▶ Problem:
Recast every one of the rows below as a numbered list, leaving out any blank lines.

[Saved data entries]
** begin **

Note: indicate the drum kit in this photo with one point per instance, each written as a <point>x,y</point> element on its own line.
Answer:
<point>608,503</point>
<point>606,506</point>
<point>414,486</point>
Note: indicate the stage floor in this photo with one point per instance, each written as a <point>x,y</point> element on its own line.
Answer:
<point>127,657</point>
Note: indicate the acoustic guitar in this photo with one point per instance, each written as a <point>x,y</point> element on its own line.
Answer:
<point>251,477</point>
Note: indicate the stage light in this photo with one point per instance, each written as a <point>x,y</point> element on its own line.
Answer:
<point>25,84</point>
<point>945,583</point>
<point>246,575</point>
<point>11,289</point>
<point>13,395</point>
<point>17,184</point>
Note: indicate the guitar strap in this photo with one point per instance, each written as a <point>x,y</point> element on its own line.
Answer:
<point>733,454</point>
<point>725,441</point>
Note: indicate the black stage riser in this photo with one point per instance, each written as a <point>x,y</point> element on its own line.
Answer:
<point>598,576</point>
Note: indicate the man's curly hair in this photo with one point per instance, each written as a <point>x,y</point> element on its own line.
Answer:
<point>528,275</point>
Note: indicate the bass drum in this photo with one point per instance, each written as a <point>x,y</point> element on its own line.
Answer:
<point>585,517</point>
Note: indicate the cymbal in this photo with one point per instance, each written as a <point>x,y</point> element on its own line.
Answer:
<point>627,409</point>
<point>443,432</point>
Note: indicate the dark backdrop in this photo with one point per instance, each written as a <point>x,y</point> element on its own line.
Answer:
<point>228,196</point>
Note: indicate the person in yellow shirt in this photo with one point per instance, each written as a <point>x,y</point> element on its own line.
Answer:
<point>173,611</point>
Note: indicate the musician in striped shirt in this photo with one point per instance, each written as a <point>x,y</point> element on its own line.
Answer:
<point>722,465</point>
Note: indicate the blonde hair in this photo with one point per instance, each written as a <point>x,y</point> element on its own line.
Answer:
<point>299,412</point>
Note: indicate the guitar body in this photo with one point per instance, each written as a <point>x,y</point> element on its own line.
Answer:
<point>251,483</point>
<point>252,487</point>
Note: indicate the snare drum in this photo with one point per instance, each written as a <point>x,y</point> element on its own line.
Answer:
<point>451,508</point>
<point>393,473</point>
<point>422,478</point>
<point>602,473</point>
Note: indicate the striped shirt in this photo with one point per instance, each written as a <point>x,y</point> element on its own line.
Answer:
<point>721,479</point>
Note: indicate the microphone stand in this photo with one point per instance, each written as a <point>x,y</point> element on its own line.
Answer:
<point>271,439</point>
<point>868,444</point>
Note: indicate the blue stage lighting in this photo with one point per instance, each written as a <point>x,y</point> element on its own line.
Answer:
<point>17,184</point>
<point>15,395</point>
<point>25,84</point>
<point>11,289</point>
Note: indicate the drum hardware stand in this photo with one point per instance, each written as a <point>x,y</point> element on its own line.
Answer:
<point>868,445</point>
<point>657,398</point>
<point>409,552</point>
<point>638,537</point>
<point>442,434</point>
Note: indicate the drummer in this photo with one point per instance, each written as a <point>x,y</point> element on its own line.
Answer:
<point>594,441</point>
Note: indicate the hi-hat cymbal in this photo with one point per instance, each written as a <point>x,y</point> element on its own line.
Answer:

** end **

▶ Answer to the problem:
1. Note: indicate the drum kit in this photo with one point per instance, each written as a <point>x,y</point> element on its own line.
2. Answer:
3. <point>608,503</point>
4. <point>606,506</point>
5. <point>414,486</point>
6. Note: indicate the stage floor in this photo with one point per instance, each written as a <point>x,y</point> element on its own line.
7. Answer:
8. <point>127,657</point>
9. Note: indicate the acoustic guitar in this photo with one point per instance, each written as a <point>x,y</point> element on its own line.
10. Answer:
11. <point>251,477</point>
12. Note: indicate the stage light in this photo with one point per instance, each written as a <point>x,y</point> element on its own line.
13. Answer:
14. <point>25,84</point>
15. <point>945,583</point>
16. <point>246,575</point>
17. <point>11,289</point>
18. <point>13,395</point>
19. <point>17,184</point>
20. Note: indicate the guitar strap in this photo with one point per instance, each written as a <point>x,y</point> element on its own line.
21. Answer:
22. <point>733,454</point>
23. <point>725,441</point>
24. Note: indicate the black stage riser in this photo with one point per instance, each written as a <point>x,y</point> element on its own line.
25. Answer:
26. <point>598,576</point>
27. Note: indicate the man's curly hair in this photo with one point per instance, each written as a <point>x,y</point> element on its own line.
28. Answer:
29. <point>528,275</point>
30. Note: indicate the bass drum in this photo with one point per instance, each written as a <point>x,y</point> element on its own line.
31. Answer:
32. <point>585,517</point>
33. Note: indicate the cymbal in this photo with one point per instance, each written as a <point>x,y</point> element on its own line.
34. Answer:
35. <point>627,409</point>
36. <point>443,432</point>
37. Note: indicate the dark backdrop in this photo with one point per instance, each written as a <point>x,y</point> element on its own line.
38. Answer:
39. <point>228,196</point>
40. Note: indicate the person in yellow shirt in this photo with one point per instance, each written as a <point>x,y</point> element on its own line.
41. Answer:
42. <point>173,611</point>
43. Note: indicate the musician in striped shirt in this photo with one point per instance, each written as a <point>x,y</point> element on its own line.
44. Answer:
45. <point>722,465</point>
46. Note: indicate the blonde hair in this photo with one point per instance, each written as a <point>x,y</point> element on its own line.
47. Answer:
48. <point>299,412</point>
49. Note: indicate the guitar body in this photo with one point per instance, each written as a <point>x,y</point> element on its own line.
50. Answer:
51. <point>251,483</point>
52. <point>252,487</point>
53. Note: indicate the snare drum in this photo with one point per instance, each written as a <point>x,y</point> element on its own line.
54. Answer:
55. <point>451,508</point>
56. <point>393,473</point>
57. <point>422,478</point>
58. <point>602,473</point>
59. Note: indicate the striped shirt in this photo with one point per instance, each written as a <point>x,y</point> element on its own line.
60. Answer:
61. <point>721,479</point>
62. Note: indicate the microphone stand in this photo with one point per instance, each written as a <point>x,y</point> element on its own line.
63. Answer:
64. <point>271,439</point>
65. <point>868,444</point>
66. Note: indicate the blue stage lighting in this photo with one point per instance, each written as a <point>x,y</point> element on its own line.
67. Answer:
68. <point>17,184</point>
69. <point>15,395</point>
70. <point>25,84</point>
71. <point>11,289</point>
72. Note: indicate the drum hardware stand in this photo with one point per instance, each written as a <point>x,y</point> element on its own line.
73. Answer:
74. <point>868,445</point>
75. <point>657,398</point>
76. <point>409,552</point>
77. <point>638,537</point>
78. <point>442,434</point>
79. Note: indicate the drummer in this photo with one point per instance, each written as a <point>x,y</point> element on its own line.
80. Answer:
81. <point>594,441</point>
82. Note: indicate the hi-hat cymbal in this photo with one point per instance, each written as a <point>x,y</point> element on its own line.
83. Answer:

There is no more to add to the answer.